▶ **Requirements**
Turn all the rows below into a numbered list, skipping blank lines and leaving out the pictures.

## Start Data extract

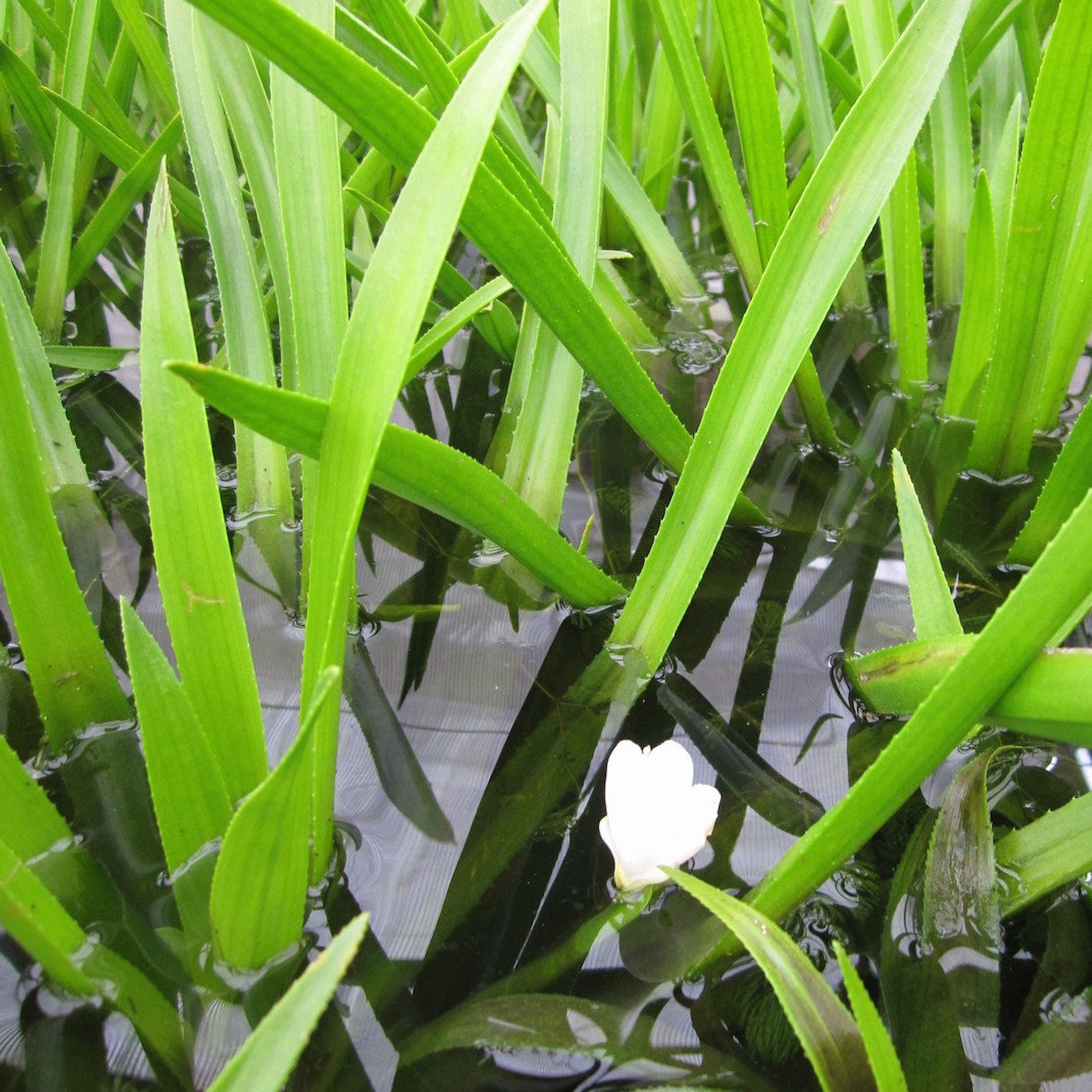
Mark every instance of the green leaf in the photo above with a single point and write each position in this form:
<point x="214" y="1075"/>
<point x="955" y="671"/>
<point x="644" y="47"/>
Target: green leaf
<point x="1058" y="1053"/>
<point x="153" y="57"/>
<point x="874" y="32"/>
<point x="918" y="1001"/>
<point x="193" y="560"/>
<point x="400" y="773"/>
<point x="29" y="102"/>
<point x="72" y="678"/>
<point x="259" y="888"/>
<point x="1052" y="698"/>
<point x="974" y="336"/>
<point x="261" y="469"/>
<point x="508" y="234"/>
<point x="125" y="153"/>
<point x="79" y="965"/>
<point x="1050" y="852"/>
<point x="56" y="246"/>
<point x="821" y="120"/>
<point x="189" y="794"/>
<point x="418" y="469"/>
<point x="387" y="314"/>
<point x="829" y="1036"/>
<point x="1040" y="605"/>
<point x="678" y="44"/>
<point x="1057" y="150"/>
<point x="57" y="447"/>
<point x="931" y="600"/>
<point x="755" y="104"/>
<point x="29" y="822"/>
<point x="824" y="234"/>
<point x="961" y="921"/>
<point x="546" y="402"/>
<point x="118" y="204"/>
<point x="881" y="1053"/>
<point x="266" y="1059"/>
<point x="954" y="178"/>
<point x="755" y="783"/>
<point x="727" y="194"/>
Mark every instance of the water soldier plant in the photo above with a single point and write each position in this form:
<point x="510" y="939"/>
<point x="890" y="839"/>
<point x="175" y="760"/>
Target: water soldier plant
<point x="781" y="306"/>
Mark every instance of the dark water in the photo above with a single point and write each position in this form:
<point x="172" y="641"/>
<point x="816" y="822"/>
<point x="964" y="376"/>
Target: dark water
<point x="510" y="709"/>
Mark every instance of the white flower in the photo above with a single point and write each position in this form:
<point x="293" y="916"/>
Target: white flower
<point x="656" y="816"/>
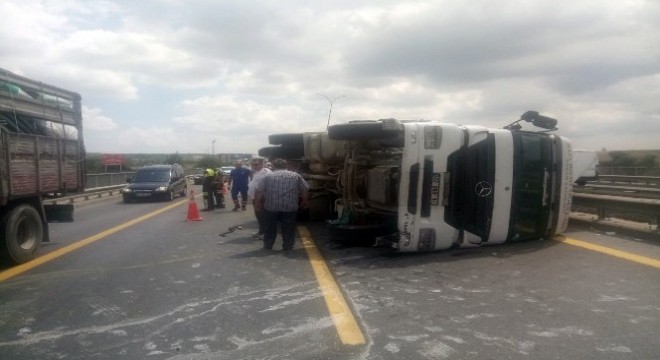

## End Data extract

▶ **Task answer**
1. Mark every instance of the green leaf in the photo above with a single point and write each position in this form:
2. <point x="214" y="1075"/>
3. <point x="955" y="671"/>
4. <point x="644" y="47"/>
5. Target: green leaf
6. <point x="1058" y="1053"/>
7. <point x="153" y="57"/>
8. <point x="874" y="32"/>
9. <point x="918" y="1001"/>
10. <point x="193" y="560"/>
11. <point x="400" y="773"/>
12. <point x="29" y="102"/>
13. <point x="72" y="678"/>
14. <point x="259" y="888"/>
15. <point x="1052" y="698"/>
16. <point x="974" y="336"/>
17. <point x="261" y="469"/>
18. <point x="508" y="234"/>
19. <point x="125" y="153"/>
20. <point x="79" y="965"/>
21. <point x="1050" y="852"/>
22. <point x="56" y="246"/>
23. <point x="821" y="120"/>
24. <point x="189" y="794"/>
25. <point x="418" y="469"/>
26. <point x="387" y="314"/>
27. <point x="829" y="1036"/>
28. <point x="1040" y="605"/>
29. <point x="678" y="44"/>
30. <point x="1057" y="150"/>
31. <point x="57" y="447"/>
32. <point x="931" y="600"/>
33. <point x="755" y="104"/>
34. <point x="29" y="822"/>
35. <point x="824" y="234"/>
36. <point x="961" y="921"/>
37. <point x="546" y="402"/>
38. <point x="118" y="204"/>
39. <point x="881" y="1053"/>
40. <point x="266" y="1059"/>
41. <point x="954" y="178"/>
42. <point x="755" y="783"/>
43. <point x="727" y="194"/>
44. Mark every instance of the water soldier plant in the photo above with a single point and write each position in this form:
45. <point x="510" y="939"/>
46. <point x="890" y="839"/>
47. <point x="175" y="760"/>
48. Target: water soldier plant
49. <point x="781" y="306"/>
50. Mark every instance of the dark water in the photo above with a single point and write each position in this form:
51. <point x="172" y="641"/>
52. <point x="816" y="822"/>
53. <point x="964" y="376"/>
54. Target: dark water
55. <point x="510" y="709"/>
56. Mark every instance of the white flower in the photo above with a single point and write each position in this form:
57. <point x="293" y="916"/>
58. Target: white flower
59. <point x="656" y="816"/>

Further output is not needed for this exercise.